• _Texte fourni_:
..............................

CROIRE, SAVOIR ET CROIRE SAVOIR

La décision de ne pas croire appartient au registre de la croyance au même titre que la décision de croire.

Quand on ignore, on ne peut que croire ; quand on ignore qu’on ignore, on ne peut même plus croire.
On devient « savant ».

La matière n’est pas plus capable de fabriquer la conscience qu’un téléviseur ses émissions.

Le corps, bien sûr, ne peut percevoir que le corporel ; mais la pensée, qui ne se perçoit plus elle-même, affirme : il n’y a que le corporel ! Sottise du siècle : la cécité érigée en dogme.

« Les Grecs ont-ils cru à leurs mythes » ? Y a-t-il à croire en la lampe, où à observer ce qu’elle éclaire ?

Le Diable a raison, mais il n’a que raison. Il règne sur le déterminisme. Il affirme que Job est prévisible, qu’il le connait. Dieu soutient que Job est un mystère qui va les surprendre.
Dieu a la foi.
Le Diable a raison si l’homme se laisse expliquer en répudiant l’inexplicable. Mais si l’homme aime ou crée, il fait mentir celui qui ne sait qu’avoir raison.

Le choix humain : donner raison au menteur, ou faire mentir le raisonneur. C’est-à-dire : se soulager ou vivre. Car ce qui nous enchaîne aux causes et aux effets, c’est la logique de l’animal, ce fuyard de l’intense.
Vivre, ici, maintenant, là où ça souffre, là où ça jouit : être chair déjoue les leurres du Malin.

Laisser causer l’adorateur des causes, qui se réjouit d’être un effet de ce qu’il sait.

Le réalisme est faux, certain qu’il y a des choses.

Un scientifique n’a de pouvoir que sur un monde sans magie.
Le scientiste nie la magie pour avoir tout pouvoir sur le monde.
Les Lumières : une simple guerre de pouvoir ?

Il est certain que celui qui ne croit qu’aux lois dans la nature verra le monde lui donner raison. Celui qui veut la certitude l’achète toujours au prix du miracle. Celui qui désire le miracle au prix de la certitude.

..............................

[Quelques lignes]
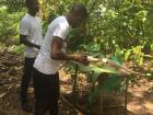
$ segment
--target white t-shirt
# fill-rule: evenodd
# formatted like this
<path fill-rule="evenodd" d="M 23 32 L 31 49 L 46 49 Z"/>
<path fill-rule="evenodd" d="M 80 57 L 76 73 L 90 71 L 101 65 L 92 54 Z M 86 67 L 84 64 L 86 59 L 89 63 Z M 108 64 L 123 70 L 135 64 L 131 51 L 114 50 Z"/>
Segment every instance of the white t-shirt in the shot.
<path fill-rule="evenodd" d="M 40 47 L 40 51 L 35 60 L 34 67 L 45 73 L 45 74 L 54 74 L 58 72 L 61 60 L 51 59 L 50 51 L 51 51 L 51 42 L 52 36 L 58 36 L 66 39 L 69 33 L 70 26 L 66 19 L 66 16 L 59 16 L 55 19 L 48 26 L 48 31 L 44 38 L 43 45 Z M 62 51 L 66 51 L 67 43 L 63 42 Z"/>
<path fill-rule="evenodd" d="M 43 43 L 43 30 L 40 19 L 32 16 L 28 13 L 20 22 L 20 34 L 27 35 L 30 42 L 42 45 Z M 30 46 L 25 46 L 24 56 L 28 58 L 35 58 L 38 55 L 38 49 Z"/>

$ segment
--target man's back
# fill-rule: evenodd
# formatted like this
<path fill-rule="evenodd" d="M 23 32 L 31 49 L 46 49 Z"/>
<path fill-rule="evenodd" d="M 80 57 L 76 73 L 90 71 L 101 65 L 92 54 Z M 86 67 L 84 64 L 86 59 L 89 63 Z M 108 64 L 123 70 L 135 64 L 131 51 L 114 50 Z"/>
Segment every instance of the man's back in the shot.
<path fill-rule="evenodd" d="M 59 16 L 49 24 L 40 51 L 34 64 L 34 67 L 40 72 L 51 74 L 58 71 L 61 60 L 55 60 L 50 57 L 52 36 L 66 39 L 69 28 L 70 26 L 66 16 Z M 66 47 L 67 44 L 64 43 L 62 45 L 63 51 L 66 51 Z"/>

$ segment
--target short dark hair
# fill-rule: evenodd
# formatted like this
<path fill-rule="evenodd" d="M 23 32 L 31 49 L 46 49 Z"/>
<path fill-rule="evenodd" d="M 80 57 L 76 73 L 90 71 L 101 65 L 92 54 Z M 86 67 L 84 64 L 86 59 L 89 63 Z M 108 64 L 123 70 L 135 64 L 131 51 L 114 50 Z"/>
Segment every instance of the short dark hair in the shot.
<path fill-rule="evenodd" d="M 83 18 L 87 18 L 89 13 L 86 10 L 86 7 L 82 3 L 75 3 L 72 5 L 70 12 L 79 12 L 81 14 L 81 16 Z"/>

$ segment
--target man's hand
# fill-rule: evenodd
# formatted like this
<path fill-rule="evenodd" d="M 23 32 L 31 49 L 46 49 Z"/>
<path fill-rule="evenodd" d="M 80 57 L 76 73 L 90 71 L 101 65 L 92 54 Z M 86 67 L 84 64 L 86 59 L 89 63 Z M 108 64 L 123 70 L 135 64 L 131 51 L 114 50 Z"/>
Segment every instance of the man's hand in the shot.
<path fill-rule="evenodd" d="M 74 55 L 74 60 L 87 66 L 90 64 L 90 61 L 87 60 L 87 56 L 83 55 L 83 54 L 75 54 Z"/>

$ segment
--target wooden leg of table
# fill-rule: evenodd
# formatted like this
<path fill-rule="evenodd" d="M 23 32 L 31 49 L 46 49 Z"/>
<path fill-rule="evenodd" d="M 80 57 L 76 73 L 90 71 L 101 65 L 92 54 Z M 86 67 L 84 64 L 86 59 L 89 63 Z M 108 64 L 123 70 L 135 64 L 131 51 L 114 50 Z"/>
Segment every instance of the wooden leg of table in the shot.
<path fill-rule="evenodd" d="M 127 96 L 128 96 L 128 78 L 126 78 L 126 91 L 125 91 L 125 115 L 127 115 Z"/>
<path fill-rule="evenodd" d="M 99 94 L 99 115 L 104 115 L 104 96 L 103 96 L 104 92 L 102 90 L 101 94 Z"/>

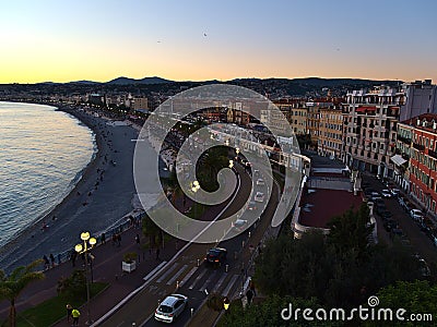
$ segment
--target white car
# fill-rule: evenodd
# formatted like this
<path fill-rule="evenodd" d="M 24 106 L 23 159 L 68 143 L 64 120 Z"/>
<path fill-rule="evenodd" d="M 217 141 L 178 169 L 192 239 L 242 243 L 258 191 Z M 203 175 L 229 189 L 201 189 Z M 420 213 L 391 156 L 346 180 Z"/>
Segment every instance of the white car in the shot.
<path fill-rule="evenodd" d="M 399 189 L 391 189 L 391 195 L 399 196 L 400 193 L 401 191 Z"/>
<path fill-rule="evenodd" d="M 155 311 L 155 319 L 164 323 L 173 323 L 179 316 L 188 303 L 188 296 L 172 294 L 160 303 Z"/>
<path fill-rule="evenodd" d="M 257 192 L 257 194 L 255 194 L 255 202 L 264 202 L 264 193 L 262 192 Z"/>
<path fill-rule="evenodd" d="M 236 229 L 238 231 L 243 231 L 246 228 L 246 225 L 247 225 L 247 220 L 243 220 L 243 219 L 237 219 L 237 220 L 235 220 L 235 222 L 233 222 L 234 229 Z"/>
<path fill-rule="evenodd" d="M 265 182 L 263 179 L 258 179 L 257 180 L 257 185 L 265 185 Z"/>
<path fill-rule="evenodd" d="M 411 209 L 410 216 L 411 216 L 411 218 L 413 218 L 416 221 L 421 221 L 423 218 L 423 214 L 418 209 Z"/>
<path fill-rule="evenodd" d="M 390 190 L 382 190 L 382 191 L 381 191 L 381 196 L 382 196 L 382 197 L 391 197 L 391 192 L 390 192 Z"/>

..............................

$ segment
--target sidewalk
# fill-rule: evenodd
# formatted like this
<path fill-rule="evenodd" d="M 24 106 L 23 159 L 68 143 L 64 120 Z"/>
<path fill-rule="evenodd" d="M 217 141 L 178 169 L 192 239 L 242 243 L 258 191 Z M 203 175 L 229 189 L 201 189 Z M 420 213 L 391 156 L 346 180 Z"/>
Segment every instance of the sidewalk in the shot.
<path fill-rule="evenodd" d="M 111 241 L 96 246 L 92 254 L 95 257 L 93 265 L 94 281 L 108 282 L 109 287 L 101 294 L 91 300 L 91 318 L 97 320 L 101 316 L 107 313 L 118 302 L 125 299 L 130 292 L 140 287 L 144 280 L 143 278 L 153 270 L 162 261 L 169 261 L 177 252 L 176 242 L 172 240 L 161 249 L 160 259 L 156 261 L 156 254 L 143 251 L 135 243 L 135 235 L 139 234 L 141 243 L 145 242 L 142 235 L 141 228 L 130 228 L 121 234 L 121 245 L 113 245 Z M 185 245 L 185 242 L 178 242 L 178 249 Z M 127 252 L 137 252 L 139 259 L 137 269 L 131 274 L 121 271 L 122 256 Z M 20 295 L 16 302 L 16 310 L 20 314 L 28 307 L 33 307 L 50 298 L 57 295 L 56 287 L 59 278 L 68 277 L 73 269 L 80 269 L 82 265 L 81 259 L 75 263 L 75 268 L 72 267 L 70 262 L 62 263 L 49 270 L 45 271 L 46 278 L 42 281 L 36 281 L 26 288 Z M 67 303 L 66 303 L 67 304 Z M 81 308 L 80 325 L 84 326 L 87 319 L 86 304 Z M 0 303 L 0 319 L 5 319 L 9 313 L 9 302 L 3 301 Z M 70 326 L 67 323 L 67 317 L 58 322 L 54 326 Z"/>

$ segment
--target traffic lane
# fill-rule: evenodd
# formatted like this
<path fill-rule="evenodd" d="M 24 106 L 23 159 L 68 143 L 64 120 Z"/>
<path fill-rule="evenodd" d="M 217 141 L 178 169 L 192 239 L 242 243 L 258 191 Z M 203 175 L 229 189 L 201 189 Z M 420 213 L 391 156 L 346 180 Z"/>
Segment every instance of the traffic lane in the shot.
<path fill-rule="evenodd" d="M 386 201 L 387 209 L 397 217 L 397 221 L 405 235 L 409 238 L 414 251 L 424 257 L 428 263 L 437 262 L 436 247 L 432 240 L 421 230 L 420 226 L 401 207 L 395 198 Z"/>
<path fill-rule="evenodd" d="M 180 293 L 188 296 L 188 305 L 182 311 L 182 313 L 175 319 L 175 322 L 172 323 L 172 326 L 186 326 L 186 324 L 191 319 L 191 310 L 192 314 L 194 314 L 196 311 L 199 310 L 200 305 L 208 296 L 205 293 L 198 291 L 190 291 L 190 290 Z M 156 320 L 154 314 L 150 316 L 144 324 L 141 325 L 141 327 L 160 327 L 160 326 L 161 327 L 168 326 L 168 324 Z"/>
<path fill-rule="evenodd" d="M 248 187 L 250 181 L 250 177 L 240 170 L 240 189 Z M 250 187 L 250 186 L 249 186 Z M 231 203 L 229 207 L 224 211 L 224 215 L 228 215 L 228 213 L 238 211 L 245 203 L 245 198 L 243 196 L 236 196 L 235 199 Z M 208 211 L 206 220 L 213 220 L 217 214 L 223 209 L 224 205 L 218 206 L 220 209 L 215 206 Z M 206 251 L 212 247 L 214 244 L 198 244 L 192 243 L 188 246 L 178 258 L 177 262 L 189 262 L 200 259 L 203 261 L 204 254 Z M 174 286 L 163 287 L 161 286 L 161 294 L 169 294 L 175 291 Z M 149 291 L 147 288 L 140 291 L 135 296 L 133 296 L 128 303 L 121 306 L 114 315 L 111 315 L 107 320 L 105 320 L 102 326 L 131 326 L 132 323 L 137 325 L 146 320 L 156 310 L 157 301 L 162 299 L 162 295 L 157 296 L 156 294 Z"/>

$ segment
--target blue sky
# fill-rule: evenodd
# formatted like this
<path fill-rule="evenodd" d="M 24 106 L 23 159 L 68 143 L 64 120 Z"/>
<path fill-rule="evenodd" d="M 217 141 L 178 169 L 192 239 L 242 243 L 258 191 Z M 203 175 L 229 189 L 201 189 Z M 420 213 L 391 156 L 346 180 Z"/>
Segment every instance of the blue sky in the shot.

..............................

• _Objectifs_:
(A) D'après le texte, sur quoi règne le Diable ?
(B) Renvoyez le passage du texte situé entre « Les Lumières : une » et « de la certitude. », bornes incluses.

• _Réponses par tâche_:
(A) Sur le déterminisme.

(B)
Les Lumières : une simple guerre de pouvoir ?

Il est certain que celui qui ne croit qu’aux lois dans la nature verra le monde lui donner raison. Celui qui veut la certitude l’achète toujours au prix du miracle. Celui qui désire le miracle au prix de la certitude.